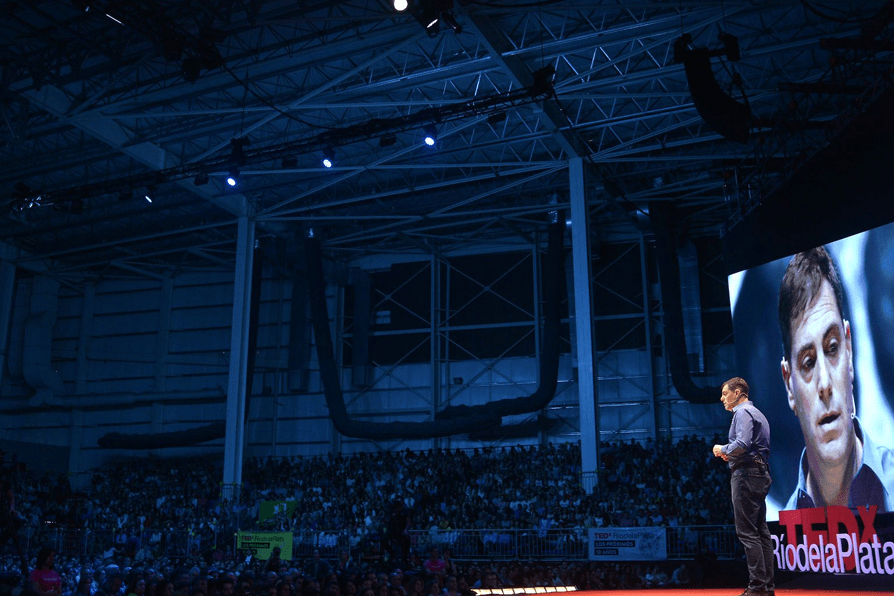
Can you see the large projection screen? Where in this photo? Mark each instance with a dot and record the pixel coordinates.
(865, 265)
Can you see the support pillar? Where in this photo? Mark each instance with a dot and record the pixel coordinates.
(85, 334)
(435, 346)
(7, 295)
(234, 441)
(164, 333)
(583, 320)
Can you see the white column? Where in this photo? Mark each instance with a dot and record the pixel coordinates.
(84, 338)
(75, 439)
(164, 332)
(234, 440)
(583, 320)
(7, 294)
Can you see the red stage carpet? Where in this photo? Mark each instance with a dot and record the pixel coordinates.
(725, 592)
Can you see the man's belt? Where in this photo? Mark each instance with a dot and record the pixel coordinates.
(749, 463)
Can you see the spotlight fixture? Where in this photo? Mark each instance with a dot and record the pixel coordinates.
(496, 118)
(450, 20)
(431, 134)
(233, 178)
(328, 157)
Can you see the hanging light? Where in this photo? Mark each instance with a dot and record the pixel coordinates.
(328, 157)
(431, 134)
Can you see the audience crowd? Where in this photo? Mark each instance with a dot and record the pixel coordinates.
(139, 507)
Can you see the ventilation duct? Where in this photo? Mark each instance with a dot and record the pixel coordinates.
(552, 281)
(343, 423)
(208, 432)
(37, 361)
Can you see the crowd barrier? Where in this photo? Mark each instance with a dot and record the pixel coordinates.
(683, 542)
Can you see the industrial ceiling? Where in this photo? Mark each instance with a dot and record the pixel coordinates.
(108, 105)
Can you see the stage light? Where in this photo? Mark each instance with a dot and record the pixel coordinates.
(191, 68)
(729, 118)
(328, 157)
(233, 177)
(448, 18)
(431, 134)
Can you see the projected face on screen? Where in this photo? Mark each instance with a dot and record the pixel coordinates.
(817, 369)
(815, 338)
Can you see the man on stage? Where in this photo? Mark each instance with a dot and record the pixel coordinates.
(840, 464)
(748, 452)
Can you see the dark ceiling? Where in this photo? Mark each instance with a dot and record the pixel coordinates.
(100, 105)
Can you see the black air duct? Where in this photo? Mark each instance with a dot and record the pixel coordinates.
(207, 432)
(553, 280)
(663, 225)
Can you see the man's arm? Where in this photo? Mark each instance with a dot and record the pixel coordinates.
(743, 429)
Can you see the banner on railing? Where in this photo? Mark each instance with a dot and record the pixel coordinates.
(276, 510)
(261, 544)
(627, 544)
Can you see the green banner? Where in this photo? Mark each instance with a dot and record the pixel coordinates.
(276, 509)
(261, 544)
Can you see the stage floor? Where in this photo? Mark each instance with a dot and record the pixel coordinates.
(726, 592)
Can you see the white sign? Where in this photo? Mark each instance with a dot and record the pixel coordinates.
(627, 544)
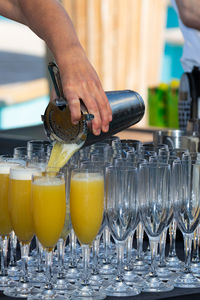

** Work instruction **
All lines from the one holding "Can you see the banner" through the last line of the records need to be copied exactly, both ends included, and the pictures left behind.

** Result **
Can you see the banner on railing? Where in this photo? Mark each instance with a dot and record the pixel coordinates.
(276, 510)
(261, 544)
(627, 544)
Can you see the green banner? Where in this photo? Mark each instance with a dot and record the pixel coordinates.
(276, 509)
(261, 544)
Can you see the stage floor? Where in this photo? Mark each instance with a dot and record the pixel coordinates.
(726, 592)
Can you see the white sign? Where in this photo? Mark each instance with a dot and record the pixel coordinates.
(627, 544)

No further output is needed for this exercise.